◆ INFORMATION SHOWN:

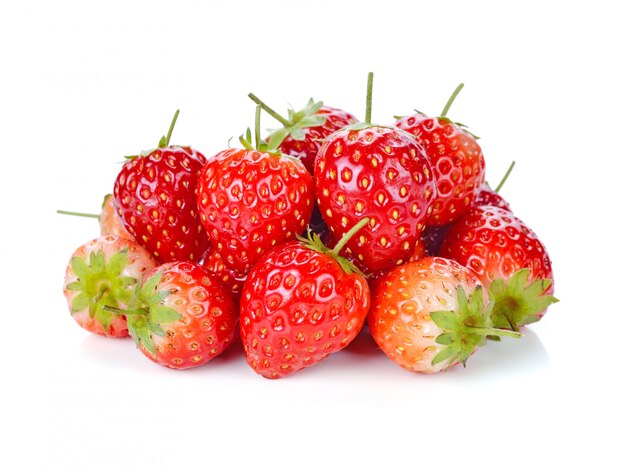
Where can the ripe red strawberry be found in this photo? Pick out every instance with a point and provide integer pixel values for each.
(102, 272)
(303, 132)
(429, 315)
(381, 173)
(154, 197)
(250, 200)
(110, 223)
(510, 261)
(456, 158)
(300, 303)
(228, 277)
(181, 316)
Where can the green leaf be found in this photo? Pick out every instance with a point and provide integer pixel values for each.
(80, 267)
(80, 302)
(163, 314)
(444, 354)
(149, 286)
(156, 329)
(76, 286)
(445, 339)
(446, 320)
(117, 262)
(277, 138)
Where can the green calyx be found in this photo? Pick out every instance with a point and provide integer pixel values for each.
(519, 301)
(100, 283)
(147, 311)
(164, 142)
(466, 328)
(258, 144)
(314, 242)
(295, 125)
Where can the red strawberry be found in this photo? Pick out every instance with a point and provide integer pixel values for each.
(303, 132)
(228, 277)
(110, 223)
(430, 315)
(381, 173)
(300, 303)
(510, 261)
(456, 158)
(103, 272)
(251, 200)
(154, 197)
(181, 316)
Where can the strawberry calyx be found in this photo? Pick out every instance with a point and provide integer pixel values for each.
(147, 311)
(100, 284)
(297, 122)
(164, 142)
(259, 144)
(519, 301)
(466, 328)
(313, 242)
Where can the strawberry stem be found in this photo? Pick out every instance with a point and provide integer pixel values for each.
(165, 140)
(257, 126)
(451, 99)
(75, 213)
(506, 176)
(368, 100)
(493, 331)
(283, 121)
(346, 237)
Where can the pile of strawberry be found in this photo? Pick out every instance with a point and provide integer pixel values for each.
(293, 242)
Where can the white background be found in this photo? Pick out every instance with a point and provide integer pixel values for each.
(83, 85)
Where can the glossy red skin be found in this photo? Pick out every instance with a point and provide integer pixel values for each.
(457, 161)
(251, 201)
(297, 307)
(495, 244)
(209, 317)
(380, 173)
(154, 197)
(230, 278)
(487, 197)
(432, 238)
(307, 149)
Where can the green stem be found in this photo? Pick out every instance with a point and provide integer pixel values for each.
(126, 311)
(368, 100)
(506, 176)
(346, 237)
(494, 331)
(451, 100)
(169, 131)
(75, 213)
(283, 121)
(257, 126)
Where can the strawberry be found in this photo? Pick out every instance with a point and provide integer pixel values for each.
(378, 172)
(510, 261)
(456, 158)
(430, 315)
(252, 199)
(154, 197)
(103, 272)
(300, 303)
(181, 316)
(303, 132)
(110, 223)
(228, 277)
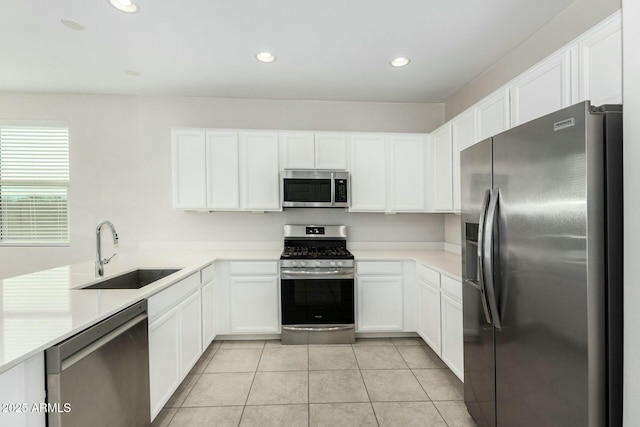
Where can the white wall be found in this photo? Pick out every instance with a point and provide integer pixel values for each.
(631, 150)
(577, 18)
(452, 229)
(120, 162)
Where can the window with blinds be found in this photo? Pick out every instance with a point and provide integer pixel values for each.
(34, 185)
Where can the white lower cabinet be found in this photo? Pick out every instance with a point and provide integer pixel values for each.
(379, 296)
(440, 317)
(190, 332)
(247, 297)
(452, 350)
(164, 359)
(429, 315)
(208, 315)
(254, 305)
(22, 387)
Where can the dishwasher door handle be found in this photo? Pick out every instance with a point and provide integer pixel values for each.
(79, 355)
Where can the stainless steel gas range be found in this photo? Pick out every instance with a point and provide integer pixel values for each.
(317, 286)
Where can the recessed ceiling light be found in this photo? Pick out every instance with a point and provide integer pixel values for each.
(265, 57)
(400, 62)
(124, 5)
(72, 25)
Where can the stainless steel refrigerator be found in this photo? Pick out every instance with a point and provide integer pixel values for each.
(542, 271)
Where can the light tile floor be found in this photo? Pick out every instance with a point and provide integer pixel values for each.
(374, 382)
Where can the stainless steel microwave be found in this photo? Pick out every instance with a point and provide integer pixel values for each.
(311, 188)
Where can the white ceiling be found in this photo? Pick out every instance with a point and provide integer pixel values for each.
(325, 49)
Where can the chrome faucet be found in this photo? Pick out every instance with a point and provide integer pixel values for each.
(99, 261)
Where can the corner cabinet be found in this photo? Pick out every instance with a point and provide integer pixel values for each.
(259, 171)
(379, 296)
(218, 170)
(175, 338)
(189, 169)
(388, 172)
(309, 150)
(254, 297)
(441, 185)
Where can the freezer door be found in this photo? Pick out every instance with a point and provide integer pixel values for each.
(549, 368)
(479, 390)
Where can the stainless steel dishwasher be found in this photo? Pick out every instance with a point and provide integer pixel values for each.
(100, 377)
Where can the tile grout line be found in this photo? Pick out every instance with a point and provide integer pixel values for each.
(255, 373)
(353, 350)
(308, 386)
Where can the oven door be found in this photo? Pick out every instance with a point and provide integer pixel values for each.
(316, 297)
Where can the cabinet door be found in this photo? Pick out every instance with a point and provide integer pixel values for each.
(331, 151)
(452, 350)
(164, 359)
(542, 90)
(463, 135)
(189, 169)
(254, 304)
(406, 173)
(493, 114)
(190, 332)
(298, 150)
(208, 315)
(442, 169)
(222, 171)
(259, 171)
(379, 303)
(429, 315)
(368, 173)
(600, 63)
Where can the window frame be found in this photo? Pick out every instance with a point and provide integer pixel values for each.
(36, 124)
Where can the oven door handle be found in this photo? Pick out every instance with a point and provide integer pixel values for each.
(317, 328)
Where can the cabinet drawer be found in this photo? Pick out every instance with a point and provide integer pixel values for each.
(254, 268)
(206, 274)
(379, 267)
(428, 275)
(452, 287)
(171, 296)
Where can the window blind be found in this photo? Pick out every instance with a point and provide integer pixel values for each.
(34, 184)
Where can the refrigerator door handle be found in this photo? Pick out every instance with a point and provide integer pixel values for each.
(487, 256)
(480, 279)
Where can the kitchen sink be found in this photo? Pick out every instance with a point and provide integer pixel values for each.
(133, 280)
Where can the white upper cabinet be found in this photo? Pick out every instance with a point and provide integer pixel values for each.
(298, 150)
(493, 114)
(189, 177)
(463, 135)
(331, 150)
(368, 173)
(600, 63)
(441, 174)
(406, 173)
(309, 150)
(543, 89)
(222, 171)
(259, 171)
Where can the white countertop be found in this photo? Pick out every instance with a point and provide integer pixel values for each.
(41, 309)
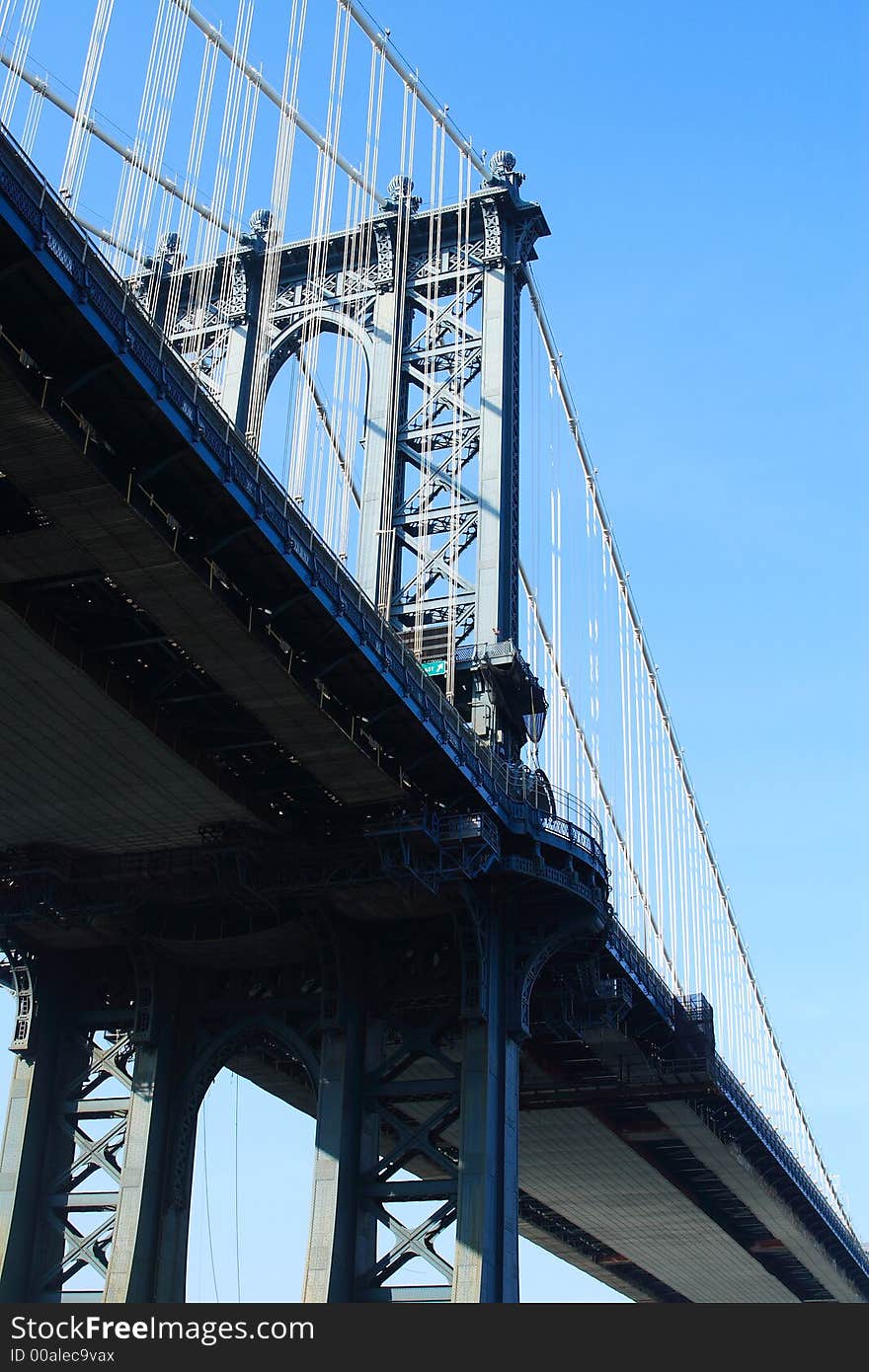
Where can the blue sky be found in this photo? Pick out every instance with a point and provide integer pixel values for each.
(703, 171)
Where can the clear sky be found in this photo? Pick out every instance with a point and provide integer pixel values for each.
(703, 171)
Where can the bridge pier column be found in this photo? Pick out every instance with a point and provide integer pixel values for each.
(84, 1167)
(418, 1138)
(488, 1213)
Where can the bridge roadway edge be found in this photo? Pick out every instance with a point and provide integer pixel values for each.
(247, 499)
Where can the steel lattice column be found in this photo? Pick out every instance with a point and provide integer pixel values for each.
(433, 1097)
(85, 1150)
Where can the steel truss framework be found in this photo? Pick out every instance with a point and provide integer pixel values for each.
(407, 1054)
(434, 302)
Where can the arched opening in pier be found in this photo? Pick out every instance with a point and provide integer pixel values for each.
(312, 433)
(250, 1200)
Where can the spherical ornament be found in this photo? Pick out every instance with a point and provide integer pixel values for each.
(400, 189)
(260, 221)
(502, 164)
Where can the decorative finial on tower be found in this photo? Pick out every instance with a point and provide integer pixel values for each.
(259, 232)
(166, 256)
(261, 221)
(400, 192)
(503, 168)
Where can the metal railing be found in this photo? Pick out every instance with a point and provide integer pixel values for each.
(513, 791)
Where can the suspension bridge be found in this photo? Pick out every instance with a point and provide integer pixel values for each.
(335, 749)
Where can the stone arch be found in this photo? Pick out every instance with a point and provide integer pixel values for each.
(319, 321)
(256, 1029)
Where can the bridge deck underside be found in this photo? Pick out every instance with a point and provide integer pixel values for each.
(87, 767)
(647, 1199)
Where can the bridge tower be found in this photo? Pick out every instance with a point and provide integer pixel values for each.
(369, 962)
(433, 298)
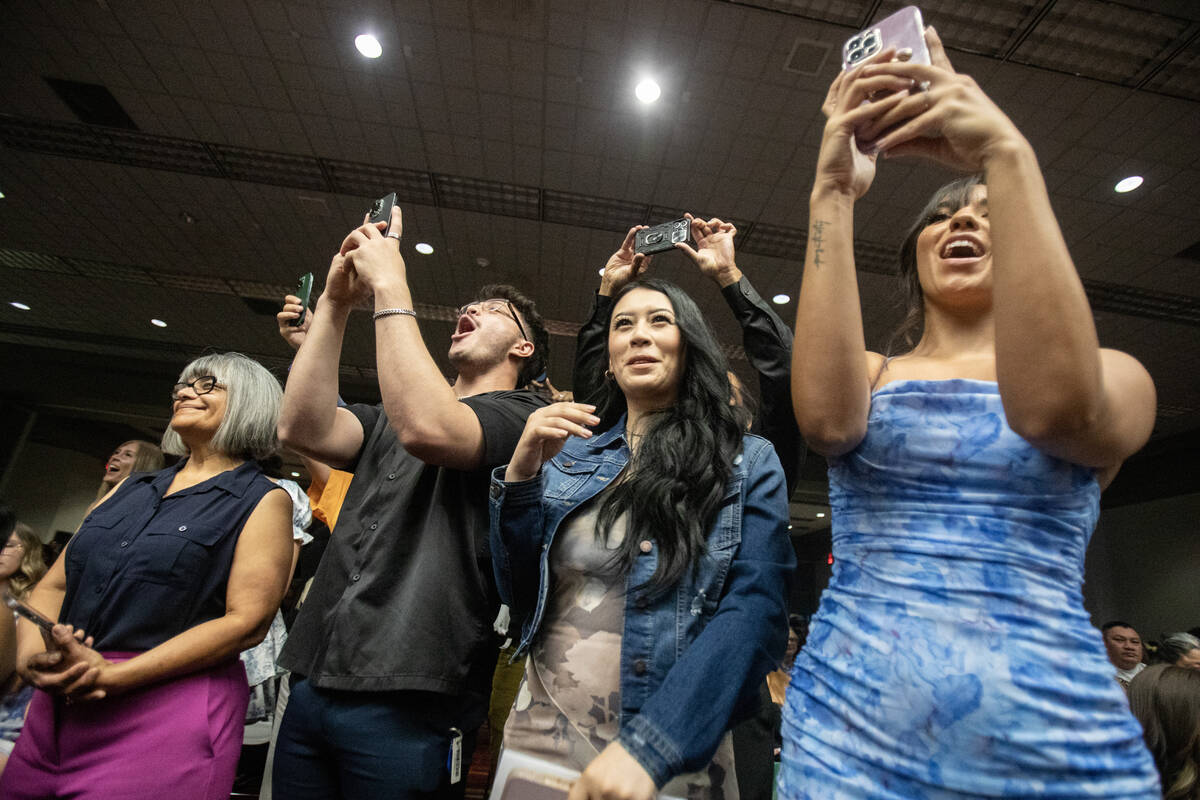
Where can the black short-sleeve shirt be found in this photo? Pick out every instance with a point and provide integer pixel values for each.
(405, 596)
(144, 567)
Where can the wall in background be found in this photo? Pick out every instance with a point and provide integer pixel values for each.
(1144, 566)
(52, 487)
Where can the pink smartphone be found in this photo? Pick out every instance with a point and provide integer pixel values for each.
(904, 29)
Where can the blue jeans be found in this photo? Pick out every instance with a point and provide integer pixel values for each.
(369, 745)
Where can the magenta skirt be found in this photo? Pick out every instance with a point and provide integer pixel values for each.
(178, 739)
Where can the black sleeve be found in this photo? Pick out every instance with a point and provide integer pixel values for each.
(768, 347)
(369, 417)
(502, 415)
(591, 353)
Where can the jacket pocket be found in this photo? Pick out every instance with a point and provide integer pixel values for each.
(178, 555)
(565, 476)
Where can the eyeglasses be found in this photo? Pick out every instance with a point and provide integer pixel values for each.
(202, 385)
(496, 307)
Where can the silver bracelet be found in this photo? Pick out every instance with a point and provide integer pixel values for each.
(393, 312)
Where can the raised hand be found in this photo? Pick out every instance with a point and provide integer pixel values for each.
(624, 265)
(545, 433)
(292, 308)
(947, 118)
(375, 258)
(841, 166)
(714, 250)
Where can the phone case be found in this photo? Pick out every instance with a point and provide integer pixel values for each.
(661, 238)
(304, 290)
(904, 29)
(382, 210)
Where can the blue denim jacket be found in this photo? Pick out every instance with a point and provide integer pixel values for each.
(691, 660)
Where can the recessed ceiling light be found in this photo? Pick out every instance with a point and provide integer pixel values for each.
(369, 46)
(1128, 184)
(648, 91)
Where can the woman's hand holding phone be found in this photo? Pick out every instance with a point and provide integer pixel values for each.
(545, 433)
(949, 120)
(69, 667)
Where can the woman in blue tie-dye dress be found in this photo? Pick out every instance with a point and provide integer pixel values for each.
(952, 656)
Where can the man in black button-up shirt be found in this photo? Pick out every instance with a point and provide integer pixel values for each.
(393, 649)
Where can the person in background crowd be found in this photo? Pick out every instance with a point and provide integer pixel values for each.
(393, 651)
(767, 341)
(1181, 650)
(649, 631)
(171, 577)
(1125, 649)
(133, 456)
(327, 487)
(1167, 702)
(952, 655)
(21, 569)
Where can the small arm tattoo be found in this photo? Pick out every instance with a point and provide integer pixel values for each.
(819, 241)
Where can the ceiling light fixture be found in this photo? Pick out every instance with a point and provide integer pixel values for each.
(1128, 184)
(648, 91)
(369, 46)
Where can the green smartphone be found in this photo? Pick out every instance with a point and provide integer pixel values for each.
(304, 290)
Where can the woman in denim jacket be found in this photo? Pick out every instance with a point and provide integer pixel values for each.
(648, 563)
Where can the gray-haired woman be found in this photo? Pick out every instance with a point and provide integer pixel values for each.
(168, 579)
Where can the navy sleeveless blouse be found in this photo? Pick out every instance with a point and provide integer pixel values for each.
(144, 567)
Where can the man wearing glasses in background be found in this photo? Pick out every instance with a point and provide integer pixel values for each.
(393, 650)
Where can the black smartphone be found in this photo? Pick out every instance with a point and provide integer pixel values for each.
(28, 612)
(663, 238)
(382, 211)
(304, 290)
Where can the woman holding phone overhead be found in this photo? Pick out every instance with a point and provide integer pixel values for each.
(952, 655)
(646, 547)
(167, 581)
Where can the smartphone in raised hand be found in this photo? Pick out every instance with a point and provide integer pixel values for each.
(903, 30)
(304, 290)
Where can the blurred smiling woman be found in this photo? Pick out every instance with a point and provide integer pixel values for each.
(168, 579)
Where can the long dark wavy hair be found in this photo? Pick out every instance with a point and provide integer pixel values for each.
(954, 194)
(676, 480)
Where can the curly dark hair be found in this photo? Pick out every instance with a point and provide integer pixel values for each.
(678, 475)
(954, 194)
(534, 367)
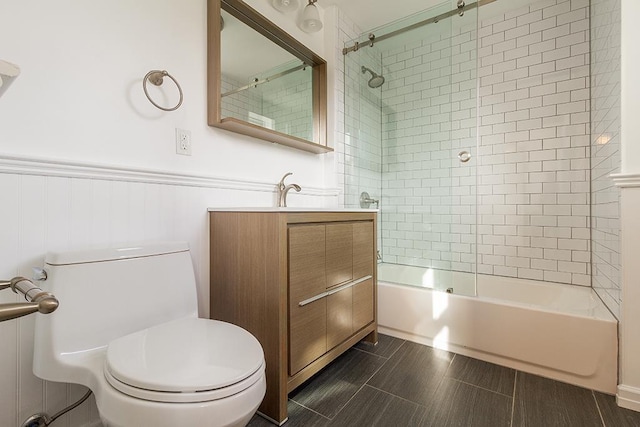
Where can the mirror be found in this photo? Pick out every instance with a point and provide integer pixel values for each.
(262, 82)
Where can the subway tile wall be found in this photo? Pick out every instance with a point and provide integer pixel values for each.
(605, 150)
(287, 100)
(534, 168)
(284, 102)
(361, 126)
(533, 163)
(238, 104)
(429, 116)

◆ DIRECTION:
Output an exact copy of the lines from the one with "Where can the green smartphone" through the closing line of the records, inclusive, without any images.

◆ SOLUTION FOR THIS TASK:
Where can the green smartphone be found in this photo? Pick out every instance with a point and provide integer pixel values for each.
(304, 290)
Where can the woman in denim jacket be found in this photo? Pick out every instance with a point and provide integer pixel values for each.
(648, 563)
Where can the gray-haired woman be found in this photo? Pick out every instance with a point and provide integer pixel values for each.
(168, 579)
Where can the navy sleeveless blouse be found in this photo? Pick out every instance with a point and provide integer pixel values for each.
(144, 567)
Where can the man wearing glasses in background be found in this photo? Pick out every instance with a point and provide integer pixel values for each.
(393, 650)
Where can the black smartphone be found in this photo? Pick out every instance with a point and provide integer pixel values for each.
(28, 612)
(663, 238)
(382, 211)
(304, 290)
Where can the woman holding phone overhead be found in this photo? Pick out every instance with a point and provide integer pixel values for each.
(952, 655)
(646, 547)
(167, 581)
Where can the smartphone in raised hand be found in this photo? Pick out every instance with a point and provide integer pixel values for each.
(903, 30)
(304, 290)
Where can the blurred smiling woman be found in this photo? Pick out every instance with a point and provide integer pixel values for each.
(168, 579)
Where can the long dark wavy hair be found in this photo? Pick out every instance with a point and provide integer pixel values for each.
(954, 194)
(676, 480)
Where can the curly dark hair be found in this photo? Pick out every instance with a point and provide integer pixel values for each.
(678, 475)
(954, 194)
(534, 367)
Where can the mirror be found in this photo? Pick out every instance with a point and provide integer pixel values for each.
(262, 82)
Where can the subway tile wall be found in this photo? Pick out every instance with a point and provide integer pixel values for each.
(605, 150)
(287, 100)
(534, 168)
(284, 102)
(361, 126)
(533, 163)
(238, 104)
(429, 116)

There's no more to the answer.